**Complete the following**
• a. In the passage on HTTP sessions, what is the default port for an HTTP server using TCP?
• b. Write the next part of the passage on HTTP sessions, starting right after its last sentence.

HTTP/1.1 is currently being revised by the IETF HTTPbis Working Group.

Eine HTTP-Sitzung

Because HTTP is a client-server protocol, an HTTP session consists of three phases:

  1. The client establishes a TCP connection (or the appropriate connection if the transport layer is not TCP).
  2. The client sends its request and then waits for the answer.
  3. The server processes the request and sends back its answer, containing a status code and the appropriate data.

Starting with HTTP/1.1, the connection is no longer closed after the third phase, as the client is allowed to issue another request at this point: the second and third phases can therefore be done several times.

Herstellen einer Verbindung

Because HTTP is a client-server protocol, it always is the client that establishes the connection. Opening a connection in HTTP really is establishing a connection in the underlying transport layer, usually TCP.

With TCP, the default port for an HTTP server on a computer is port 80, though others are often used, like 8000 or 8080. The URL of a page to fetch contains both the domain name and the port number, though the latter can be omitted if it is 80.

Note: The client-server model does not allow the server to send data to the client without an explicit request of for it. To work around this problem, web developers use several techniques: pinging the server periodically via the XMLHTTPRequest Javascript object, using the HTML WebSockets API, or similar protocols.

Senden einer Client-Anfrage

Once the connection is established, the user-agent can send its request. (A user-agent is typically a web browser, but need not be.) A client request consists of text directives, separated by CRLF (carriage return, followed by line feed), divided in three blocks:

  1. The first line contains a request method followed by its parameters:
    • the path of the document, i.e., an absolute URL without the protocol and the domain name
    • the HTTP protocol version used
  2. The subsequent lines each represent a specific HTTP header, giving the server some information about what kind of data is appropriate (e.g., what language, what MIME types) or some data altering its behavior (e.g., not sending an answer if it is already cached). These HTTP headers form a block that ends with an empty line.

**Recorded data**

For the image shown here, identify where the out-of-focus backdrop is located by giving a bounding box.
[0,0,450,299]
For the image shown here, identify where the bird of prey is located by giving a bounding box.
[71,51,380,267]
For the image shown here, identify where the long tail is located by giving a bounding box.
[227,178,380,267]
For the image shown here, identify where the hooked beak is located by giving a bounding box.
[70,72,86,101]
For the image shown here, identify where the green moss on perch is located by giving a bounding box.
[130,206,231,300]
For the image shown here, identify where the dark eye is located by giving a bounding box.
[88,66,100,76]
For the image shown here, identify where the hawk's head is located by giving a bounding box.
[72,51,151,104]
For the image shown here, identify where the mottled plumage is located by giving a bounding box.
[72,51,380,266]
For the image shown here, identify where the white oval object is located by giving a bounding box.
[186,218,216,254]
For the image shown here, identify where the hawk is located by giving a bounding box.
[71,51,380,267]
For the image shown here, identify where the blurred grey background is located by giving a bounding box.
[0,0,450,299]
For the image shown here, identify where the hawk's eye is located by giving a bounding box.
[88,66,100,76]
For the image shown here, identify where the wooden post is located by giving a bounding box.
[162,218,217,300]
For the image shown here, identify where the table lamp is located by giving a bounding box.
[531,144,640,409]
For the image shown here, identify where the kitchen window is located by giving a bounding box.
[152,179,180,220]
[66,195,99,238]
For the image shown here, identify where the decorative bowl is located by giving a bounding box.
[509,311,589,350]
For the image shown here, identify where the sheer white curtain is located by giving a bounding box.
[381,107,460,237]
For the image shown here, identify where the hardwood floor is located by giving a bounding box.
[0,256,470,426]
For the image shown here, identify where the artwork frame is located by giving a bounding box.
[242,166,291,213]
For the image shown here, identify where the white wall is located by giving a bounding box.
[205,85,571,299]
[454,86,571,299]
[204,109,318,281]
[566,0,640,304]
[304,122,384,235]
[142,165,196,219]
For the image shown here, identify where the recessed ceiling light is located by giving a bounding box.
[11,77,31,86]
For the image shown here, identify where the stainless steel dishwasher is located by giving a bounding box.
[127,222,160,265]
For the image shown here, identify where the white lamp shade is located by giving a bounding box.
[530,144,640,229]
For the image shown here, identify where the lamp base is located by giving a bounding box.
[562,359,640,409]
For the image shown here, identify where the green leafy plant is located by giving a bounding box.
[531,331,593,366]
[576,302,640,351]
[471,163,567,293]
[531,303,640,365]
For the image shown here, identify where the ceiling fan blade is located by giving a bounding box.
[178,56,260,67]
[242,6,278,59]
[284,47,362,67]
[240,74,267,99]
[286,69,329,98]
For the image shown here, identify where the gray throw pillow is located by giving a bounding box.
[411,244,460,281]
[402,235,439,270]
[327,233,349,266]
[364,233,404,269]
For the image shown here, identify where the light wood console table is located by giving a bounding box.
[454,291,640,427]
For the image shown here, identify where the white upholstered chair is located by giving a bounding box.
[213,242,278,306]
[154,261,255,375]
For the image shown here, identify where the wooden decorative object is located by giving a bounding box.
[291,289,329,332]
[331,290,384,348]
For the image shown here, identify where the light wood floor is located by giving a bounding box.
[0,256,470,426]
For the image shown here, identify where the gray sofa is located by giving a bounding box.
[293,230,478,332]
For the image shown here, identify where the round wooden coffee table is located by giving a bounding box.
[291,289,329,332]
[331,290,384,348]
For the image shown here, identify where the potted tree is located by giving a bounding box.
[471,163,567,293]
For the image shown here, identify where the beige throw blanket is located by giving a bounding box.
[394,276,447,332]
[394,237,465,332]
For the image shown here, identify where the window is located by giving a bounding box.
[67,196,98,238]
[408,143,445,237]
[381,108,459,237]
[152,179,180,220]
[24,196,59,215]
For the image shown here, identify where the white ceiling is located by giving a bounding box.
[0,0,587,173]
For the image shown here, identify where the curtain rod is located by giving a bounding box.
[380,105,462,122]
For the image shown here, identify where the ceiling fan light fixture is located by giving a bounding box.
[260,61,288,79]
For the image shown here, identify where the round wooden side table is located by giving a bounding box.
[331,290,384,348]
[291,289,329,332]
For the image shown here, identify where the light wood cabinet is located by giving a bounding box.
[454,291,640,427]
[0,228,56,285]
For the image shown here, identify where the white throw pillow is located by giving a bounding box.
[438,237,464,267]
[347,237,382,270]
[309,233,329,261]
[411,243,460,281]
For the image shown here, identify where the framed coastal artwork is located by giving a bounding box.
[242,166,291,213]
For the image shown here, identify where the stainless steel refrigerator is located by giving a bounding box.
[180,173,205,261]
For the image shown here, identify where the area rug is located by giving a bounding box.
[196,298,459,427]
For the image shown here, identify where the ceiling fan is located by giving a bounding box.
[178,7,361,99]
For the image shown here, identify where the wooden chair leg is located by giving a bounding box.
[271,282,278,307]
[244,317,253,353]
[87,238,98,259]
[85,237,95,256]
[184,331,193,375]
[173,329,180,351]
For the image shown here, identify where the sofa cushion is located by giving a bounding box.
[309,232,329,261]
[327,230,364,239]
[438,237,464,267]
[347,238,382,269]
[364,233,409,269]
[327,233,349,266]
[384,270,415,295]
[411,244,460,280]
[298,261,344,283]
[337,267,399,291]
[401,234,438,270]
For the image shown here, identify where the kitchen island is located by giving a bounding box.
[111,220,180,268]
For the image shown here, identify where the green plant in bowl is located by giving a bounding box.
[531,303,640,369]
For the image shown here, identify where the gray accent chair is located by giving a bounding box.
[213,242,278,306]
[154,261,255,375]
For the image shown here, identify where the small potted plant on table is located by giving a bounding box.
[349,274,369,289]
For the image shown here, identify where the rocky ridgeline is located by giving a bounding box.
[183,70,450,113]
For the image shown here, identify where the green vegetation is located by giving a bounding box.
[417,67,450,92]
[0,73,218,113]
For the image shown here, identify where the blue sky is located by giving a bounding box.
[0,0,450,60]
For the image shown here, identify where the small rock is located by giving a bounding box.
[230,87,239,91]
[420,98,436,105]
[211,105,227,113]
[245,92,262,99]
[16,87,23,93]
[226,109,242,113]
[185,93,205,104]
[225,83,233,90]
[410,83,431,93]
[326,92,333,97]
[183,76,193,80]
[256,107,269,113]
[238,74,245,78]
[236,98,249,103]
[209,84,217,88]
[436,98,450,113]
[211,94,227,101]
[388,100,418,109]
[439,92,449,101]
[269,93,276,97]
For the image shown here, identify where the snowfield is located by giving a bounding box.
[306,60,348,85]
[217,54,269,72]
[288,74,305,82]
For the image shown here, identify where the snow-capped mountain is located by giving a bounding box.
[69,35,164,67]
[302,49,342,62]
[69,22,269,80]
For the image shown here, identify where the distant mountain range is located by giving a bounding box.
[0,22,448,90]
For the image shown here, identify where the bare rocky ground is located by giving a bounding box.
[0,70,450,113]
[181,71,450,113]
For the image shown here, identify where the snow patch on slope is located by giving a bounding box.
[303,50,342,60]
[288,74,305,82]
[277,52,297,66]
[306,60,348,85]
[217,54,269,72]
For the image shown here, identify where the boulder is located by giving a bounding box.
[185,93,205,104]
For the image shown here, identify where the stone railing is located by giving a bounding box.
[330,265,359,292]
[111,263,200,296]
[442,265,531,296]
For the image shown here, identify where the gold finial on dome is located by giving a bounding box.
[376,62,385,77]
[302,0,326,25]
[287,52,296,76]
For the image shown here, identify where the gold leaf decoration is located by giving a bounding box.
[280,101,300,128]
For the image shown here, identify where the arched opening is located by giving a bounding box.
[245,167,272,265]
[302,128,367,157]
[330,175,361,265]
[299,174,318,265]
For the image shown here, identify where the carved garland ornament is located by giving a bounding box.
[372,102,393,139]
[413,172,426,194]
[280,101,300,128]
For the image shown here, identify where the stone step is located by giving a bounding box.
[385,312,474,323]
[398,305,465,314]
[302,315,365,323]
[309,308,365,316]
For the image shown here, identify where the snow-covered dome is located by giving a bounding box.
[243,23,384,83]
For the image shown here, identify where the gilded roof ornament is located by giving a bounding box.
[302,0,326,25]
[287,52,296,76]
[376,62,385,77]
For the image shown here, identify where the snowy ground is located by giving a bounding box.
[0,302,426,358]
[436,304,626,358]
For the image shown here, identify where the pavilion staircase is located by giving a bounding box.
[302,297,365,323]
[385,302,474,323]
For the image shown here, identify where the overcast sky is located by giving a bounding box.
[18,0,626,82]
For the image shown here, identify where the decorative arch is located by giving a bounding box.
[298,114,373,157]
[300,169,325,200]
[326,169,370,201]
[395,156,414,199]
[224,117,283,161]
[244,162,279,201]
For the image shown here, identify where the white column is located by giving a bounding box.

**Written answers**
• a. Port 80.

• b.
  3. The final block is the optional data block, which contains further data and is mainly used by the POST method.

Beispiele von Anfragen

  • Fetching the root page of developer.mozilla.org, i.e. http://developer.mozilla.org/, and telling the server that the user-agent would prefer the page in French, if possible:
    GET / HTTP/1.1
    Host: developer.mozilla.org
    Accept-Language: fr 
    
    

    Note the final empty line, separating the data block from the headers block. As there is no Content-Length: HTTP header, the data block is empty and the server can process the request as soon as it receives the empty line marking the end of the headers.

  • Sending the result of a form:
    POST /contact_form.php HTTP/1.1
    Host: developer.mozilla.org
    Content-Length: 64
    Content-Type: application/x-www-form-urlencoded
    
    name=Joe%20User&request=Send%20me%20one%20of%20your%20catalogue
    

Die Struktur einer Server-Antwort

After the connected agent has sent its request, the web server handles it, and finally sends a response back. Similarly to a client request, a server response is formed of text directives, separated by CRLF, though divided in three different blocks:

  1. The first line, the status line, consists of an acknowledgment of the HTTP version used followed by a status request (and its meaning in human-readable text).
  2. The subsequent lines each represent a specific HTTP header giving the client some information about the data sent (e.g., type, data size, compression algorithm used, hints about caching). Similarly to the block of HTTP headers for a client request, these HTTP headers form a block that ends with an empty line.
  3. The final block is the data block, which contains the data (if any).

Beispiele von Antworten

  • Successful reception of a web page:
    HTTP/1.1 200 OK
    Date: Sat, 09 Oct 2010 14:28:02 GMT
    Server: Apache
    Last-Modified: Tue, 01 Dec 2009 20:18:22 GMT
    ETag: "51142bc1-7449-479b075b2891b"
    Accept-Ranges: bytes
    Content-Length: 29769
    Content-Type: text/html
    
    <!DOCTYPE html... (here comes the 29769 bytes of the requested web page)
    
    
  • Notification that the requested resource has been permanently moved:
    HTTP/1.1 301 Moved Permanently
    Server: Apache/2.2.3 (Red Hat)
    Content-Type: text/html; charset=iso-8859-1
    Date: Sat, 09 Oct 2010 14:30:24 GMT
    Location: https://developer.mozilla.org/ (this is the new link to the resource; it is expected that the user-agent will fetch it)
    Keep-Alive: timeout=15, max=98
    Accept-Ranges: bytes
    Via: Moz-Cache-zlb05
    Connection: Keep-Alive
    X-Cache-Info: caching
    X-Cache-Info: caching
    Content-Length: 325 (the content contains a default page to display if the user-agent is not able to follow the link)
    
    <!DOCTYPE HTML PUBLIC "-//IETF//DTD HTML 2.0//EN">
    <html><head>
    <title>301 Moved Permanently</title>
    </head><body>
    <h1>Moved Permanently</h1>
    <p>The document has moved <a href="https://developer.mozilla.org/">here</a>.</p>
    <hr>
    <address>Apache/2.2.3 (Red Hat) Server at developer.mozilla.org Port 80</address>
    </body></html>
     
    
  • Notification that the requested resource doesn't exist:
    HTTP/1.1 404 Not Found
    Date: Sat, 09 Oct 2010 14:33:02 GMT
    Server: Apache
    Last-Modified: Tue, 01 May 2007 14:24:39 GMT
    ETag: "499fd34e-29ec-42f695ca96761;48fe7523cfcc1"
    Accept-Ranges: bytes
    Content-Length: 10732
    Content-Type: text/html
    
    <!DOCTYPE html... (contains a site-customized page helping the user to find the missing resource)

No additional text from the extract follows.